== Podany tekst ==
★ ★ ★

Dziewczyna, która pływała z delfinami

Recenzja książki Dziewczyna, która pływała z delfinami
Już w trakcie czytania powieści miotały mną mieszane uczucia. Raz nie mogłam się oderwać od książki, innym razem znów miałam ochotę rzucić ją w kąt. Doczytałam jednak do końca, ale mimo to nie mogę jakoś dojść do ładu ze sobą i moją opinią o lekturze.

Reklamowana jako bestseller na miarę Forresta Gumpa (nota bene nie przeczytałam tej książki, a jedynie oglądałam film i to bardzo dawno temu) wydawała się być idealną lekturą, która wzruszy i poruszy do głębi, podda się głębszej refleksji. Czy tak się stało?

Bohaterka powieści, Karen, jest dziewczyną autystyczną. Początkowo zaniedbana przez swoją matkę, nie potrafi nawet mówić i stroni od wszelkiego towarzystwa ludzi. Dopiero po śmierci matki dostaje się pod opiekę jej siostry, swojej ciotki. To właśnie ciotka Isabelle nauczy Karen podstawowych umiejętności i pozwoli jej odkryć własne "ja" do tej pory głęboko ukryte. To ciotka Isabell uświadomi swojej siostrzenicy, że pomimo znacznego upośledzenia umysłowego niektóre jej zdolności rozwinięte są do granic daleko sięgających poza przeciętność. Z biegiem lat obie kobiety tak różne od siebie połączy prawdziwa przyjaźń. Ta warstwa powieści ukazująca przemianę Karen, jej walkę o poznanie i zaakceptowanie samej siebie wciągnęła mnie i pozwoliła na jej dokończenie.

★ ★ ★

== Zapisane dane ==
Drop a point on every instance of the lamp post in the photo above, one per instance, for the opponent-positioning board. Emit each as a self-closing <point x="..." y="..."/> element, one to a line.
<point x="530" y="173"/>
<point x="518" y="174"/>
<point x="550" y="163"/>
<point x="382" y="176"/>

★ ★ ★

Do jakiej książki porównywano w reklamie powieść omawianą w recenzji? Wiersze stanowią materiał odrębny od tekstu.

== Wykonane zadanie ==
Reklamowano ją jako bestseller na miarę Forresta Gumpa.